start

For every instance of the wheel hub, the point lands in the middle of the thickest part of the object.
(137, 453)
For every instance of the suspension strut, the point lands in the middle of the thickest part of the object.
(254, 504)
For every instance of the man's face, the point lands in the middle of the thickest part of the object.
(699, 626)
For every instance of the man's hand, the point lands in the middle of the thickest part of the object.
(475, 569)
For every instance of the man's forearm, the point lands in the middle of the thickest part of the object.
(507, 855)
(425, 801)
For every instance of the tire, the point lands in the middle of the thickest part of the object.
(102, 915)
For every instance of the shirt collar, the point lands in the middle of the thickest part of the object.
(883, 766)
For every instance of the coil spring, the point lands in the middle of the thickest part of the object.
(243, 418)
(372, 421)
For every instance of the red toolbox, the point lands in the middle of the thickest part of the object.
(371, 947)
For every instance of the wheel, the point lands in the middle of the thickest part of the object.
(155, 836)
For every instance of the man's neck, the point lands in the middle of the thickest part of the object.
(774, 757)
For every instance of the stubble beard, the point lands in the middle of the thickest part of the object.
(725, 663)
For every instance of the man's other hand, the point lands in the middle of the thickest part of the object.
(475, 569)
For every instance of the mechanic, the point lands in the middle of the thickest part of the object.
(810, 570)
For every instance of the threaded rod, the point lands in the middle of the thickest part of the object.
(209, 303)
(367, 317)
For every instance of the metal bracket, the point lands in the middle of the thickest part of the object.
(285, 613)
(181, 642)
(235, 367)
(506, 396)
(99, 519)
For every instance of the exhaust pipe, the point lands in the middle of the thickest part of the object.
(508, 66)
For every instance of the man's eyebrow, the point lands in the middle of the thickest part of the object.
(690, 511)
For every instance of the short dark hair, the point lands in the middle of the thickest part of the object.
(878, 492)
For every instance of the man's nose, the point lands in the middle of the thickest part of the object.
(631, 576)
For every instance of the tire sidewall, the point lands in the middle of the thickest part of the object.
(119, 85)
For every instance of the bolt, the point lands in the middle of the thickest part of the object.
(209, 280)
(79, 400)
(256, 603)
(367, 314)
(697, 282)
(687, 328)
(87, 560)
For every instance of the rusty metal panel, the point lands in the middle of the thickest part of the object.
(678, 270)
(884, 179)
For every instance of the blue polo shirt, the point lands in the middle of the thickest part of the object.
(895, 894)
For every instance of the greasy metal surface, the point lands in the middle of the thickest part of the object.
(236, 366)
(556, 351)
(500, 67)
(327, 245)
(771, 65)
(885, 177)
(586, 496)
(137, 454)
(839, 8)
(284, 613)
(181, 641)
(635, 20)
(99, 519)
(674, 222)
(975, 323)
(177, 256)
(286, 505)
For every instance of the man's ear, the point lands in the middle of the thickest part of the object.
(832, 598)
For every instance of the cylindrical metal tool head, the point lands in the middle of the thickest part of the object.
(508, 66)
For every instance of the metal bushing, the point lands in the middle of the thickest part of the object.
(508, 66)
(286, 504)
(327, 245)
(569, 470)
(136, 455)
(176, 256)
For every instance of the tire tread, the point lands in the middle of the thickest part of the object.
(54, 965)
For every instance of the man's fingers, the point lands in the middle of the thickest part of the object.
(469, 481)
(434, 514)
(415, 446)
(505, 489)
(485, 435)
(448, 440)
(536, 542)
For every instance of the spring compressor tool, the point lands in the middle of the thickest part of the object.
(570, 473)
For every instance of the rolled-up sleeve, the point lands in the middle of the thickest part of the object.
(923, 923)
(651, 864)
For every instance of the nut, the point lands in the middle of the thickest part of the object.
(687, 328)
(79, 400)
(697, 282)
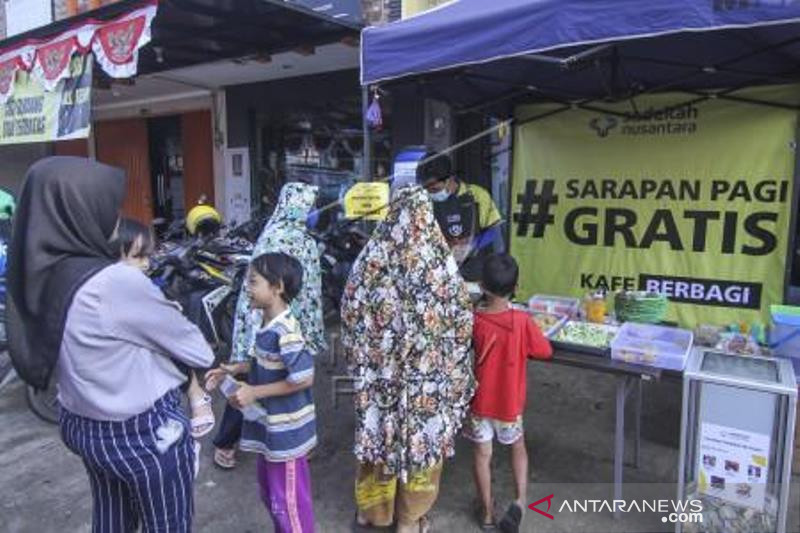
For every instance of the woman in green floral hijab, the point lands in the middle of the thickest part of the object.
(284, 232)
(407, 328)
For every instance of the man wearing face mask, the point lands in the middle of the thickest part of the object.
(466, 213)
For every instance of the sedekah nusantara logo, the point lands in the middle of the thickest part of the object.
(603, 125)
(659, 122)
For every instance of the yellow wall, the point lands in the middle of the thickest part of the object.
(412, 7)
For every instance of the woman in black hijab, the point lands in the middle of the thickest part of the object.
(110, 335)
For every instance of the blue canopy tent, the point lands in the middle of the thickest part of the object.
(481, 55)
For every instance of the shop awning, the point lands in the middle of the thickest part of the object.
(180, 33)
(474, 53)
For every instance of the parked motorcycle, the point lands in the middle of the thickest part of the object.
(339, 246)
(204, 277)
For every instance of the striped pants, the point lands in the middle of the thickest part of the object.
(141, 469)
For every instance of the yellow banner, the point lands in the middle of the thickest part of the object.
(35, 115)
(692, 201)
(367, 200)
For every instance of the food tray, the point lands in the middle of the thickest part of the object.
(656, 346)
(566, 340)
(554, 304)
(549, 323)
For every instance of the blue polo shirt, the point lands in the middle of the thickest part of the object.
(289, 429)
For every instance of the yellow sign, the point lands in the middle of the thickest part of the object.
(35, 115)
(691, 200)
(367, 200)
(412, 7)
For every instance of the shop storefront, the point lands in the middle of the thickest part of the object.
(160, 114)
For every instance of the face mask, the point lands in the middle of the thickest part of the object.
(440, 196)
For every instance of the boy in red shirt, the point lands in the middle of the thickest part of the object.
(504, 338)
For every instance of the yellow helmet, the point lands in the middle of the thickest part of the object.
(203, 219)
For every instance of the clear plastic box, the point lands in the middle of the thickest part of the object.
(657, 346)
(559, 305)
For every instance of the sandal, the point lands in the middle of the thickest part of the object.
(202, 424)
(359, 527)
(424, 524)
(480, 516)
(225, 459)
(512, 519)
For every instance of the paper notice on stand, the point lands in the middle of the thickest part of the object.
(733, 465)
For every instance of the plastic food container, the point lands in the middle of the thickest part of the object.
(585, 337)
(784, 338)
(657, 346)
(549, 323)
(554, 304)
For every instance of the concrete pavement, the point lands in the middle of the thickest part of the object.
(569, 422)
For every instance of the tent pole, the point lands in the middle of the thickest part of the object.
(366, 164)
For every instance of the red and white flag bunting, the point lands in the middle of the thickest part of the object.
(115, 44)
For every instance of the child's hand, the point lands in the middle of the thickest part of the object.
(214, 377)
(244, 396)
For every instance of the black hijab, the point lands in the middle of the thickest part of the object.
(67, 211)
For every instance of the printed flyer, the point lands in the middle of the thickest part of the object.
(733, 465)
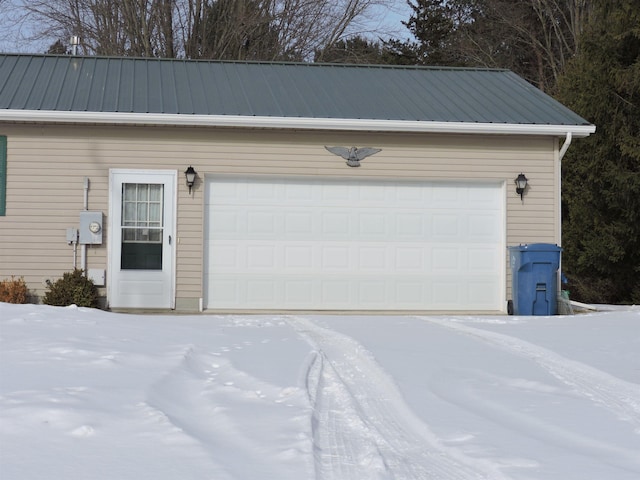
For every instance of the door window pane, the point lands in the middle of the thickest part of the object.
(142, 226)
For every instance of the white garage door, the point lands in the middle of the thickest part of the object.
(300, 243)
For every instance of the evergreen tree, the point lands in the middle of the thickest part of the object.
(601, 174)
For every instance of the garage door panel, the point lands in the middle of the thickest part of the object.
(319, 244)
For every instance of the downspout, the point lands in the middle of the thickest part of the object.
(83, 247)
(565, 146)
(563, 151)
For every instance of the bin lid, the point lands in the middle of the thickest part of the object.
(536, 247)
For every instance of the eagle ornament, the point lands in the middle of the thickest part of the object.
(353, 155)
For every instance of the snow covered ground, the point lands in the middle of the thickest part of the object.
(90, 394)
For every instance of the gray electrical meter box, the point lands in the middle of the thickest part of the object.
(90, 230)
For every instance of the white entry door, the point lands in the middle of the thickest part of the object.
(141, 239)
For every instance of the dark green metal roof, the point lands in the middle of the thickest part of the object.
(315, 91)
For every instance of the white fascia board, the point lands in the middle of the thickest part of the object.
(295, 123)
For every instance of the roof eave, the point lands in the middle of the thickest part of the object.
(297, 123)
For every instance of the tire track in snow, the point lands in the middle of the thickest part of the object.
(362, 428)
(617, 395)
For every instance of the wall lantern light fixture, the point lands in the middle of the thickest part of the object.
(521, 184)
(190, 174)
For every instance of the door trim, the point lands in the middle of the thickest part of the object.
(171, 205)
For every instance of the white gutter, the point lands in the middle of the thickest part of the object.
(239, 121)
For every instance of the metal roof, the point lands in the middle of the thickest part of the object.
(181, 89)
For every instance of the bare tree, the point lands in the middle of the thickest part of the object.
(536, 38)
(252, 29)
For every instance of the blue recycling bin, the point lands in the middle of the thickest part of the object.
(534, 270)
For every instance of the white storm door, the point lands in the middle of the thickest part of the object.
(141, 238)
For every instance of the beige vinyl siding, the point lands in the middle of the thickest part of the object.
(46, 166)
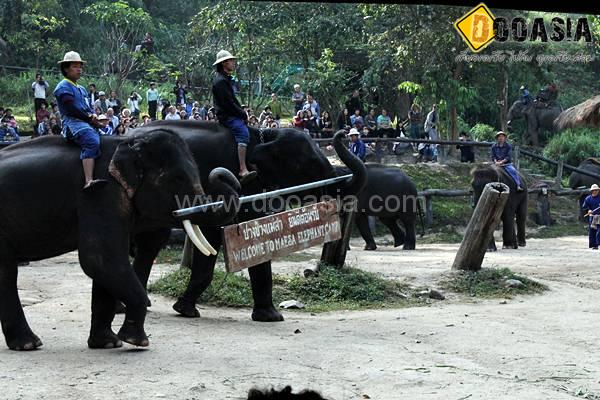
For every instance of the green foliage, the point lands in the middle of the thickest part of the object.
(573, 146)
(331, 289)
(482, 133)
(490, 283)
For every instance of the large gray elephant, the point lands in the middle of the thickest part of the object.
(391, 196)
(514, 210)
(538, 116)
(45, 213)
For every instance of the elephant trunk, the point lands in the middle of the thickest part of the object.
(359, 171)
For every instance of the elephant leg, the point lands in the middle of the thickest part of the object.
(103, 313)
(17, 333)
(362, 222)
(397, 233)
(203, 268)
(261, 280)
(410, 235)
(104, 257)
(521, 223)
(148, 245)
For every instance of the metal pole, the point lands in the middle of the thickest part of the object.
(184, 212)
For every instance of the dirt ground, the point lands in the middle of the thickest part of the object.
(533, 347)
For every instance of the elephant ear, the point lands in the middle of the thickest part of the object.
(126, 166)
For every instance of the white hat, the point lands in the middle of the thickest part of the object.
(71, 56)
(223, 55)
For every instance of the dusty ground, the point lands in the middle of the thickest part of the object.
(538, 347)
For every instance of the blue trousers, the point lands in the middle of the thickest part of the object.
(512, 171)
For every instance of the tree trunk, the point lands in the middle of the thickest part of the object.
(481, 227)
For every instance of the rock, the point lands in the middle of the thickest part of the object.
(514, 283)
(291, 304)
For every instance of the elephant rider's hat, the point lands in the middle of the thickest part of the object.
(71, 56)
(353, 132)
(223, 55)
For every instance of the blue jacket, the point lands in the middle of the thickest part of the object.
(359, 149)
(591, 203)
(500, 153)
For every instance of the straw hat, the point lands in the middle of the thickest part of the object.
(71, 56)
(223, 55)
(353, 132)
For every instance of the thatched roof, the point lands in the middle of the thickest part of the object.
(586, 114)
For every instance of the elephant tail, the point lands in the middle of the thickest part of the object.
(420, 212)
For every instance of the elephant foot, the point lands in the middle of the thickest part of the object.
(266, 314)
(24, 342)
(186, 309)
(104, 340)
(132, 334)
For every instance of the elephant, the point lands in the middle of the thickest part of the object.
(537, 116)
(391, 196)
(515, 208)
(45, 213)
(282, 157)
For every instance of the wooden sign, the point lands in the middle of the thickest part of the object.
(263, 239)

end

(AIM OF THE TASK)
Copy the part of the lines that opens with the line containing "For every instance of the blue jacket, the" and runs through the final line, replacing "thickest part" with "widest part" and changing nothing else.

(RESULT)
For every instance of the blue jacket, the point lands in the middle of the widest part of the object.
(359, 149)
(591, 203)
(500, 153)
For every instance of the straw hat, the point lands in the middle of the widest part of the object.
(71, 56)
(223, 55)
(353, 132)
For every instance of the thatched roof, the point lands in the middle of the widest part of the object.
(586, 114)
For every instance of the elephant tail, the point lands in the middle of the widest part of the object.
(420, 212)
For every instance of the elephant foot, the point lands in the middle of the widest part of the object.
(266, 314)
(24, 342)
(186, 309)
(104, 340)
(132, 334)
For every instance of the elephant, the point lands in the middle of the widest part of the object.
(537, 116)
(391, 196)
(515, 208)
(45, 213)
(282, 157)
For every instance of the wooden sign, the point lands in the middle of the widest part of the object.
(263, 239)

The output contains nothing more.